Задания:
**a)** Определите, соответствуют ли фрагменту текста ниже утверждения (i)–(iii). Ответ на каждое дайте словом «да» или «нет» и подтвердите точной цитатой из фрагмента.
(i) «Справедливая цена» названа нормой средневековых цехов.
(ii) Возрождение движимо кропотливыми трудягами.
(iii) В эпоху Просвещения писатели стали творить для меценатов.
**b)** Ответьте по фрагменту текста ниже:
(i) От какого названия отказался Пушкин?
(ii) Результатом чего названа «завистливая недоброжелательность»?
(iii) На какие средства стали жить писатели в эпоху Просвещения?

═════ Фрагмент текста

Другое дело, что Белый не выводит из обнаруженного им глубокого социологизма пушкинский отказ от названия «Зависть», а наоборот — ведет дело так, будто Пушкин это название оставил. Почему? Потому что Белым двигало совсем иное, чем Пушкиным, настроение.
В начале или в конце 1980‑х годов он писал — мне не узнать. Если в конце, то он просто следовал за модой: ругать революцию, начиная ото всех ее первоистоков. Если в начале, то он моду предварял, пуская рукопись по знакомым.
«Склонность к ревнивому контролю за чужой жизнью, завистливая недоброжелательность» это результат перехода от натурального хозяйства к товарному производству, а не результат Возрождения, явления более позднего, чем товарное производство. Не сравнившись в трудоемкости, как запрашивать цену? Понятие «справедливая цена» есть норма средневековых цехов, хоть она и пережила Средневековье. И если Просвещение заимствовало идею социального равенства, то взяло оно ее от средневековых ремесленников, а не от Возрождения. Возрождение движимо авантюристами, рыцарями удачи, а не кропотливыми трудягами. Неэквивалентный обмен с туземцами или просто грабеж (то ли туземцев, то ли европейцев — в колонизации или в пиратстве) вот что началось с Возрождением, а не «ревнивый контроль за чужой жизнью». С другой стороны, именно в эпоху Просвещения на уровень производителей товара вышли, наконец, писатели: стали творить не для меценатов, а для публики и жить — на вырученное от книгопродажи. И их, естественно, интересовало равенство: кто трудолюбивее, кто тоньше освоил свое искусство, тот больше и лучше написал — и тому улыбалась слава.

══════════
═════ Исходные данные

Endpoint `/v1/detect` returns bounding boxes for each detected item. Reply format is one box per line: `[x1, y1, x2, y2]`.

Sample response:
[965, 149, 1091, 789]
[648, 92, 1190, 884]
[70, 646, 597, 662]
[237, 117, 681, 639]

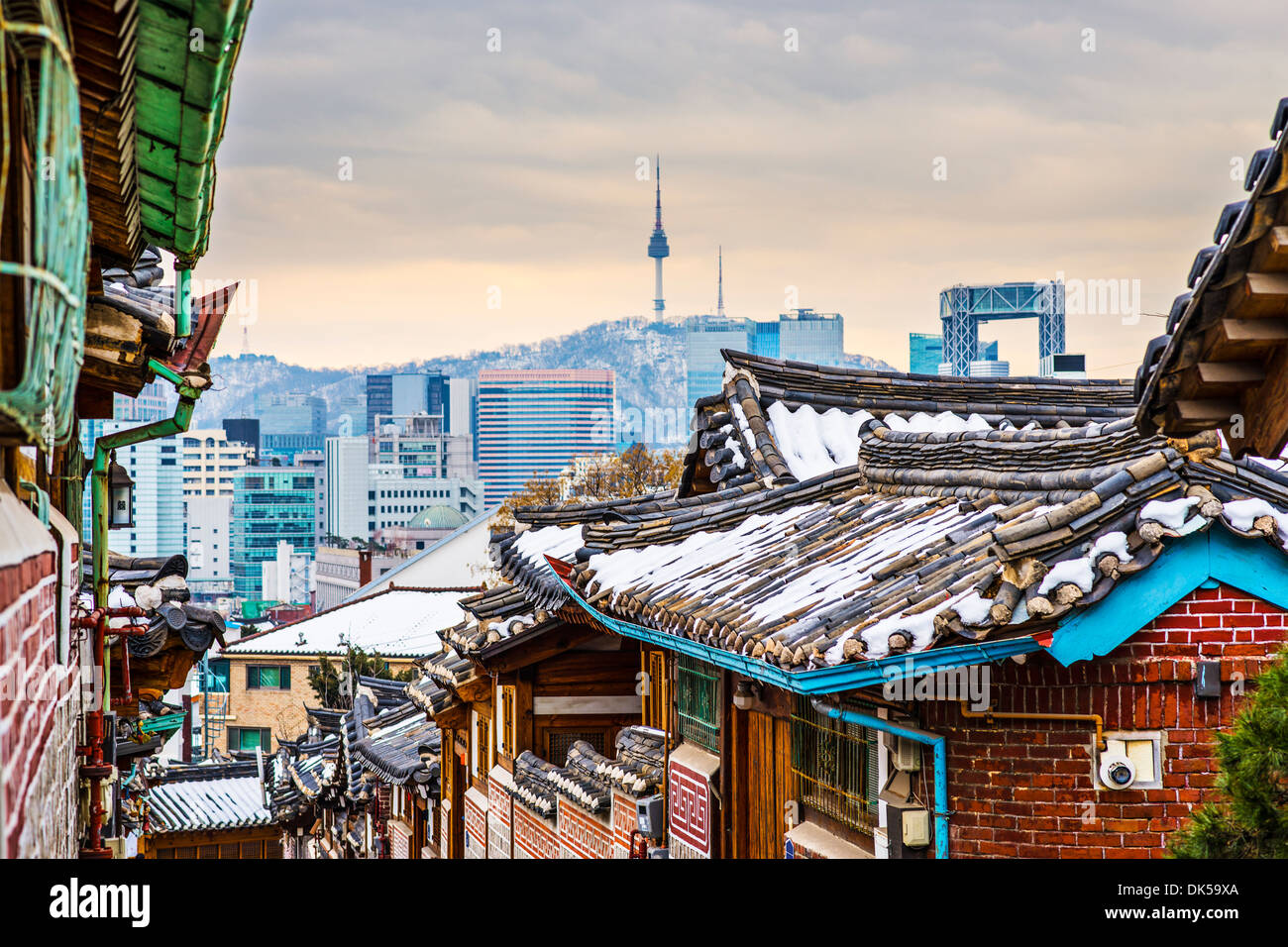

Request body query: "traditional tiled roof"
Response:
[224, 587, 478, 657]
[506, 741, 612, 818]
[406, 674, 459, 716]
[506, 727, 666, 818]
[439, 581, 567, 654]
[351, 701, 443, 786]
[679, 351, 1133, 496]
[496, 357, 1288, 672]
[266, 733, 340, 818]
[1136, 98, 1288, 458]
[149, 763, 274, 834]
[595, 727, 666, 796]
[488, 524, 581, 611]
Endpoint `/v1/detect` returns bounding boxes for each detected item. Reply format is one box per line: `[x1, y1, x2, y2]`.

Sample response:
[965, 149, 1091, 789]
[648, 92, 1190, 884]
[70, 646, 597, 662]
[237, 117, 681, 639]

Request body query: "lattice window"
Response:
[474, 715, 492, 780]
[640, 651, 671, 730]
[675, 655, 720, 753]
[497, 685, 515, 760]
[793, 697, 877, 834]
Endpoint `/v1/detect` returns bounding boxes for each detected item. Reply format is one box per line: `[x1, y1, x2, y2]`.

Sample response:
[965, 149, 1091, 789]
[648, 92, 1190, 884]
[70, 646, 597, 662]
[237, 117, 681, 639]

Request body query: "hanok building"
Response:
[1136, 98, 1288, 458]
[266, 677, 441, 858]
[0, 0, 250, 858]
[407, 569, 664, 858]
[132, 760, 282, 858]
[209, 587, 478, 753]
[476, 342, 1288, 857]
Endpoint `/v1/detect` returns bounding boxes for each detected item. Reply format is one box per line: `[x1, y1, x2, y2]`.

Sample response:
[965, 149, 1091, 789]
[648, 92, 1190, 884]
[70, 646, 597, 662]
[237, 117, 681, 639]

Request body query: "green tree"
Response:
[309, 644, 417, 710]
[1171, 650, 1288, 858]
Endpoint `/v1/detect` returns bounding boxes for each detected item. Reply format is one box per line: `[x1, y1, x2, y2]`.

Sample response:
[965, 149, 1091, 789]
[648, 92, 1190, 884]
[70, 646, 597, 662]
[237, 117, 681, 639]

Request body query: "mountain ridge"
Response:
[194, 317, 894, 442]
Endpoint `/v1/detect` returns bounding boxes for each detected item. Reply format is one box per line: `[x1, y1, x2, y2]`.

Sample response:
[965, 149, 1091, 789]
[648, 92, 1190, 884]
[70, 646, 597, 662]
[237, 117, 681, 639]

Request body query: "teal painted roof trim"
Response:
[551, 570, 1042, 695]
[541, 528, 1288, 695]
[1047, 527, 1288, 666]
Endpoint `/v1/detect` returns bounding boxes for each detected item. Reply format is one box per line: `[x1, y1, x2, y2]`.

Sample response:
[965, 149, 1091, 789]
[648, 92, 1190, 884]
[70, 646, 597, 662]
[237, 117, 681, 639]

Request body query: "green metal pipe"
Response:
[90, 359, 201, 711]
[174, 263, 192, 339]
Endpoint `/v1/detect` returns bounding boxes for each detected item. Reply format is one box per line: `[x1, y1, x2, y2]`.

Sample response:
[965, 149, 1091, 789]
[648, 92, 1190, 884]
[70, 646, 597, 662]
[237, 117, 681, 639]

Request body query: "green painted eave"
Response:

══════════

Ответы:
**a)**
(i) Да: «Понятие «справедливая цена» есть норма средневековых цехов».
(ii) Нет: «Возрождение движимо авантюристами, рыцарями удачи, а не кропотливыми трудягами».
(iii) Нет: «стали творить не для меценатов, а для публики».

**b)**
(i) От названия «Зависть».
(ii) Перехода от натурального хозяйства к товарному производству.
(iii) На вырученное от книгопродажи.